• **Excerpts from a pointing dataset**:
* * * *
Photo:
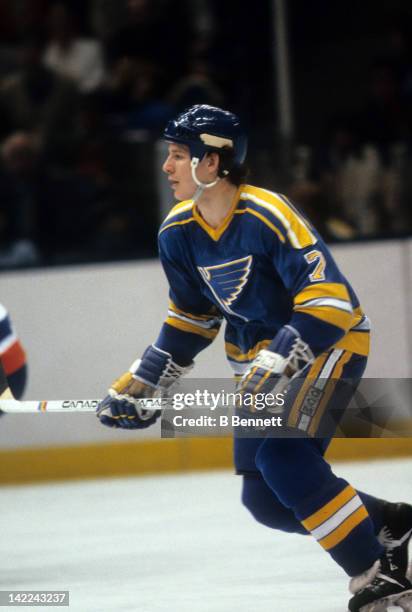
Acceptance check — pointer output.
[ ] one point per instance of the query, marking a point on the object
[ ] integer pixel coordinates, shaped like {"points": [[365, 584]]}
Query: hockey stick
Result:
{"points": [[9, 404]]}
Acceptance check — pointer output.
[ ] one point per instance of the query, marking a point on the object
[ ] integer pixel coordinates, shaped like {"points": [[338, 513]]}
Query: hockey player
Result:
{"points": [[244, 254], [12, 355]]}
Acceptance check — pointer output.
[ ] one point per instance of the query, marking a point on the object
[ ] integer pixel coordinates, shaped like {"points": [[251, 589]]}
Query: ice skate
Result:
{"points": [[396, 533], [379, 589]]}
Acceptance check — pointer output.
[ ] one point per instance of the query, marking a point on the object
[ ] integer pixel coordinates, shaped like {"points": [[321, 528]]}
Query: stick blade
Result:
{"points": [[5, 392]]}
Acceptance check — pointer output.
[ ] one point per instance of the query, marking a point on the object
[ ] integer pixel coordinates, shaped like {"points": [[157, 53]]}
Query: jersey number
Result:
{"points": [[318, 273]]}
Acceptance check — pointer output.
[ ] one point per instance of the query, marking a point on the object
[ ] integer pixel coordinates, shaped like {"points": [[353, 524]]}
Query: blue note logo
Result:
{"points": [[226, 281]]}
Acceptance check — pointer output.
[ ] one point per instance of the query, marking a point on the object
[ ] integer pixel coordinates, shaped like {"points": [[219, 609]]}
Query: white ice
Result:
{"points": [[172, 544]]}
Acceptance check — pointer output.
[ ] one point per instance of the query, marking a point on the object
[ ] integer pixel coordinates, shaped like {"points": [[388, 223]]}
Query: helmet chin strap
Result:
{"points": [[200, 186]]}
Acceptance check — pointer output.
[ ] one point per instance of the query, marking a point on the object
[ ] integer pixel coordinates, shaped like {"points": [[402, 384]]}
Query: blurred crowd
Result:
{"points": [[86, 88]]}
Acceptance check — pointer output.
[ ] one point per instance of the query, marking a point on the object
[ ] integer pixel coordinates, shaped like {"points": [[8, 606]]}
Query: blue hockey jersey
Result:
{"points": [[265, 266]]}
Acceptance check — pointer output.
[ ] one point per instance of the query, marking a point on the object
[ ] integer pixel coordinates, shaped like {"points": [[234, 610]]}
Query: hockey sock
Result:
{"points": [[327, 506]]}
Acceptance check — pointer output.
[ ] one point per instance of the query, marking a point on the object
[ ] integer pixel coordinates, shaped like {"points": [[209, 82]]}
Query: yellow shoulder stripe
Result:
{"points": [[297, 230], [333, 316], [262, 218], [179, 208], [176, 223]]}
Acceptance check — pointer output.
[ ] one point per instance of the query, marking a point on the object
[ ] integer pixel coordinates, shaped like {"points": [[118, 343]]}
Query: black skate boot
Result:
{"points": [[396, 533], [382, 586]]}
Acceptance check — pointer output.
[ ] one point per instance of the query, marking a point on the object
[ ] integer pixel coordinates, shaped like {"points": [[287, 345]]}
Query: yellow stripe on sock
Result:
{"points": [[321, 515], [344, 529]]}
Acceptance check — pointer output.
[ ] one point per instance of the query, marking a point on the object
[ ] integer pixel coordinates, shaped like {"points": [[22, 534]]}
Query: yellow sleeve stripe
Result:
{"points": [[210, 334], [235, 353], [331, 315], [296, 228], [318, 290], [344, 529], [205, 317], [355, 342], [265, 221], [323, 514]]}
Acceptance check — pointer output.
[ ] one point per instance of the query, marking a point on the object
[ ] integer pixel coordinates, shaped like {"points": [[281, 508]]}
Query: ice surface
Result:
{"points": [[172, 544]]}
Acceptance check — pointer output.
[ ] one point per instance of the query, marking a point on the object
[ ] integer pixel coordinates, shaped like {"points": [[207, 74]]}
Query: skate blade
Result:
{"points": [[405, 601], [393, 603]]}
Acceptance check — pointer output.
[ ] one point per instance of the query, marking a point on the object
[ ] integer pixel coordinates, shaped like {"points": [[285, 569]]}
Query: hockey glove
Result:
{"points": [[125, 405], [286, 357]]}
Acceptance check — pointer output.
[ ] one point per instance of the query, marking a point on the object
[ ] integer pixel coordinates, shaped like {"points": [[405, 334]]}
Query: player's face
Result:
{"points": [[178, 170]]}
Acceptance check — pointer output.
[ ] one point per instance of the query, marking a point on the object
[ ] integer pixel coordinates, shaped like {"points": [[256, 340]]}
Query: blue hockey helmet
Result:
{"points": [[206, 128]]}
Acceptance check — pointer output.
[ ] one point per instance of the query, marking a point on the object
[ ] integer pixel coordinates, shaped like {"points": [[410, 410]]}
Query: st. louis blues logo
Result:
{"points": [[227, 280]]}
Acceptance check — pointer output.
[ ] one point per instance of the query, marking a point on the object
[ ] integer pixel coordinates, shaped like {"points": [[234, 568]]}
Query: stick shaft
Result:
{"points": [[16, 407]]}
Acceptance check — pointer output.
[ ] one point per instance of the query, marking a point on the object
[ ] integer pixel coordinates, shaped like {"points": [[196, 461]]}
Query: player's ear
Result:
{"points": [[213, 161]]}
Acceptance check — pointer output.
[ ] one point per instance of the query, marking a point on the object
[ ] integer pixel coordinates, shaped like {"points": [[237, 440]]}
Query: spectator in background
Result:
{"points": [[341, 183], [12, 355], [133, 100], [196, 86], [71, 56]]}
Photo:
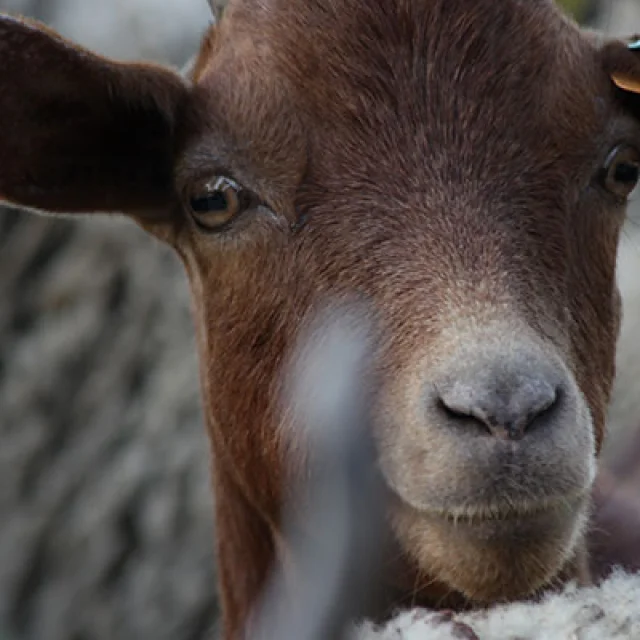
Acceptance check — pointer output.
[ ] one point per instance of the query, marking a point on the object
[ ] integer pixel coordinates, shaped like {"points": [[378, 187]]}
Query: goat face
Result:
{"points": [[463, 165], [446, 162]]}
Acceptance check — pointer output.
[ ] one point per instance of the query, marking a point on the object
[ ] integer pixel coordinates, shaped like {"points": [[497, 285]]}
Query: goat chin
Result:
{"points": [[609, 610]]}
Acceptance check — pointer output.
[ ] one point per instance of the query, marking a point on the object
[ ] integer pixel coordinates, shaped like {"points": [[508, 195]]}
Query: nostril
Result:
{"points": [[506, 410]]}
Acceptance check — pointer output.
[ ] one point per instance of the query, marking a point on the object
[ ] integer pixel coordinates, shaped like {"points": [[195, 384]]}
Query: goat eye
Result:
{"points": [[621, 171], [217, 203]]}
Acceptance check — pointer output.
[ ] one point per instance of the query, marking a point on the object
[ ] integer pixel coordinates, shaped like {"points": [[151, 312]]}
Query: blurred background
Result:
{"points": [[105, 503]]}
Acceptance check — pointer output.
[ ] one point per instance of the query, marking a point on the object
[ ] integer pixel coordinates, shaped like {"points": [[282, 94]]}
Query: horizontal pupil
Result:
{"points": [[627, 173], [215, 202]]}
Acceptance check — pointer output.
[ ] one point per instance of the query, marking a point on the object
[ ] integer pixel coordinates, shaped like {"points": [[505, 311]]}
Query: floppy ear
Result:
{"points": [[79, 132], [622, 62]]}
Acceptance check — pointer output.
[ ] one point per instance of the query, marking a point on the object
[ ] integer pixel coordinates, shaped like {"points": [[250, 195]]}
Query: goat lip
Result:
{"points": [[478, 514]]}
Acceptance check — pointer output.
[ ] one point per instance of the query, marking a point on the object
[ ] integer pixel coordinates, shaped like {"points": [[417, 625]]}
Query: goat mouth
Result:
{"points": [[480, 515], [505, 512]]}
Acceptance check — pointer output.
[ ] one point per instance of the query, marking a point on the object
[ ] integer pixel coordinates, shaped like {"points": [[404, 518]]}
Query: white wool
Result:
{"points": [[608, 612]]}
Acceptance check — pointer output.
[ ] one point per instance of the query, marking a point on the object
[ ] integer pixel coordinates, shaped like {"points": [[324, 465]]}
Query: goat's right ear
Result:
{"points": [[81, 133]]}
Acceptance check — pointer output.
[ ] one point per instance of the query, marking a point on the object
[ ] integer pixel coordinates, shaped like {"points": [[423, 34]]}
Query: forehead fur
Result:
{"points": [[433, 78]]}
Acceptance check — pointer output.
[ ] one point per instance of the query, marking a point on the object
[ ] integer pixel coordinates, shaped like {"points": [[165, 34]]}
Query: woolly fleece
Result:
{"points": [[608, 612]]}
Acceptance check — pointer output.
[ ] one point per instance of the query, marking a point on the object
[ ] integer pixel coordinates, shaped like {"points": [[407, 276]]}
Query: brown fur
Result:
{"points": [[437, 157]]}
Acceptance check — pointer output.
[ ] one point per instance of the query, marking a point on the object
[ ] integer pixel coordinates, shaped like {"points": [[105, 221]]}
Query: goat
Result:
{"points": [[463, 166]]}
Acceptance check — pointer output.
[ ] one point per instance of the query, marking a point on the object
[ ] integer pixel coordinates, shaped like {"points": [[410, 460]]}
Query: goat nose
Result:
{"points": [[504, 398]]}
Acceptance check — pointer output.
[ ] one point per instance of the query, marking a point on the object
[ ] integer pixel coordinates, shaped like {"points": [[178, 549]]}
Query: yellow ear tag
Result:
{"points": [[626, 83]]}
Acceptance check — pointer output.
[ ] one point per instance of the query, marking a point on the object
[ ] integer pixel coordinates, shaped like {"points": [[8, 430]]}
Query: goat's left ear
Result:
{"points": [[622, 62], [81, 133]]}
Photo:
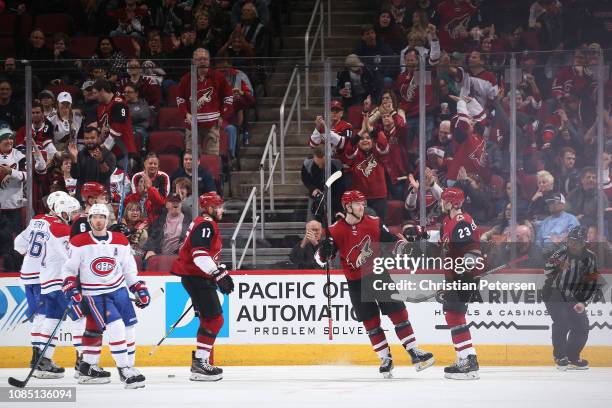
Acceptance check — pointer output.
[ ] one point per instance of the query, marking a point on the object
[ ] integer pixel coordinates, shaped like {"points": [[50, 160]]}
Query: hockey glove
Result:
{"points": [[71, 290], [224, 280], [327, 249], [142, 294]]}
* * * *
• **GIVEN EXERCISE**: Which lines in the records contain the string "stick"? Report every one of them in full.

• **OUTPUT FOR THIS TASK**:
Query: hockey stick
Query: stick blade
Query: stick shaft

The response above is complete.